Творчество Чехова пронизано тонкой доброй иронией. Она присутствует не только в ранних рассказах, но и в зрелом творчестве, в пьесах. Большинство героев чеховских произведений, как и сам автор, наделены психастеническими чертами. Это и Иванов, и Войницкий, студент Васильев (рассказ «Припадок»), Володя (рассказ «Володя») и многие другие персонажи. О таких сложных, тонких тревожно-сомневающихся людях рассуждает герой рассказа «Дома»: «Прежде люди были просты, меньше думали, потому и вопросы решали храбро. А мы думаем слишком много, логика нас заела... Чем развитее человек, чем больше он размышляет и вдается в тонкости, тем он нерешительнее, мнительнее и тем с большей робостью приступает к делу».
В мягкой иронии Чехова чувствуется теплое доброе отношение к страданиям, нравственным исканиям своих героев, к их нерешительности, непрактичности, неумению быть счастливыми. Так, например, рассказ «Верочка» проникнут грустной, горьковатой иронией. Как только герой рассказа Огнев, тонкий размышляющий интеллигент, сталкивается с реальной жизненной ситуацией, требующей выбора, он беспомощно погрязает в анализе своих противоречивых душевных движений и нелепо безнадежно упускает возможное счастье.

**Примените прочитанное:**
1 - Выпишите, пожалуйста, все названия рассказов, которые приводятся в кавычках в отрывке об иронии Чехова.
2 - Согласуются ли с отрывком об иронии Чехова следующие утверждения? (a) Ирония встречается у Чехова лишь в ранних рассказах. (b) Огнев назван тонким размышляющим интеллигентом. (c) Рассказ «Верочка» проникнут веселой, беззаботной иронией. На каждое ответьте «да» или «нет» и приведите точную цитату.

Данные для привязки точек на изображениях

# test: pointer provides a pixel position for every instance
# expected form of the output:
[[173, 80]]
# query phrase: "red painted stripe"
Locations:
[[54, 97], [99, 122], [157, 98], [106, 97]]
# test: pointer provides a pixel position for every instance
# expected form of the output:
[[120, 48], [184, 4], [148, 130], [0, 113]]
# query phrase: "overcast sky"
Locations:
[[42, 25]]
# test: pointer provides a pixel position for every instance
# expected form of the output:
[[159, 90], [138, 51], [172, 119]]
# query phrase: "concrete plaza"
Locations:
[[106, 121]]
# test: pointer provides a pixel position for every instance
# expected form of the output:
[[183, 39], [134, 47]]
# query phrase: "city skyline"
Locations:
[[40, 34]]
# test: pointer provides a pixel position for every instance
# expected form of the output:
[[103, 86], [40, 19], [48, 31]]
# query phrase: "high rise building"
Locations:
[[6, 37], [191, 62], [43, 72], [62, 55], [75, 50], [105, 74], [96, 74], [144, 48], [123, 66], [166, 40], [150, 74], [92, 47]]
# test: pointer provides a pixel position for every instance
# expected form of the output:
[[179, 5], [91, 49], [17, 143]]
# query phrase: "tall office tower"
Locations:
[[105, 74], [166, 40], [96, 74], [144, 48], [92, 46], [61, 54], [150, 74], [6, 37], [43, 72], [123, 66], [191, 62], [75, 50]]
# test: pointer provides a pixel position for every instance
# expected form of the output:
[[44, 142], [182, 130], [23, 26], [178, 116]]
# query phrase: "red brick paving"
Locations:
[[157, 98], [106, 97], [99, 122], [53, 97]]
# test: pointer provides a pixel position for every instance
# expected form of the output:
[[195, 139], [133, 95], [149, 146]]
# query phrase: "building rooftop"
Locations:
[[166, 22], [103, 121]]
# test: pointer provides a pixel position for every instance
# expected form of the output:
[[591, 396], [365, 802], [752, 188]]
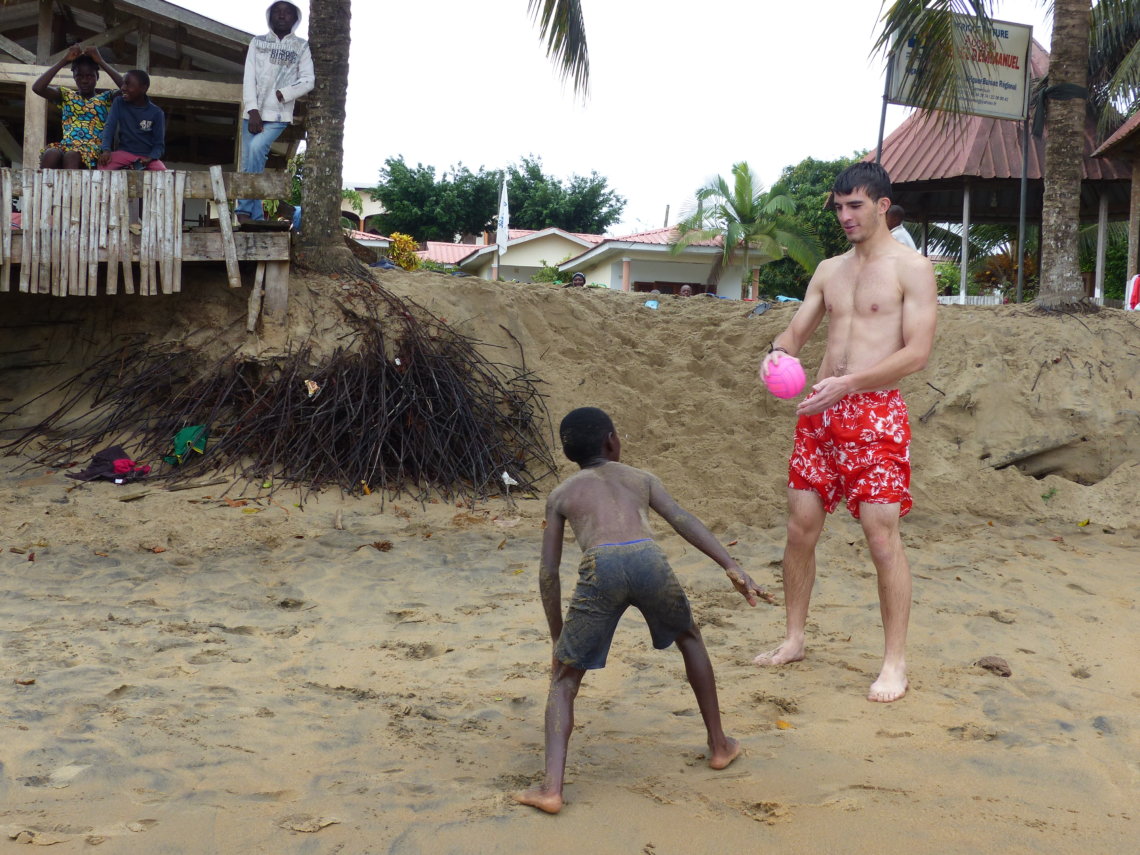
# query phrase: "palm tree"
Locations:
[[1071, 55], [756, 226], [560, 25], [322, 241]]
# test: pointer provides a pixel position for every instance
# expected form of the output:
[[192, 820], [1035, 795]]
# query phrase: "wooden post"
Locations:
[[112, 234], [27, 206], [75, 204], [177, 213], [96, 238], [227, 228], [254, 308], [5, 228], [276, 301], [124, 229], [56, 179]]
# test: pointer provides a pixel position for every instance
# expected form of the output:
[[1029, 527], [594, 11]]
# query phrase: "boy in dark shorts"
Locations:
[[607, 504]]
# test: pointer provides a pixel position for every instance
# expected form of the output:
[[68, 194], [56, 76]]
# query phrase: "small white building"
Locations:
[[644, 261], [527, 251]]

**Ответы к заданиям:**
1 - «Припадок», «Володя», «Дома», «Верочка».

2 -
(a) Нет: «Она присутствует не только в ранних рассказах, но и в зрелом творчестве, в пьесах».
(b) Да: «герой рассказа Огнев, тонкий размышляющий интеллигент».
(c) Нет: «рассказ «Верочка» проникнут грустной, горьковатой иронией».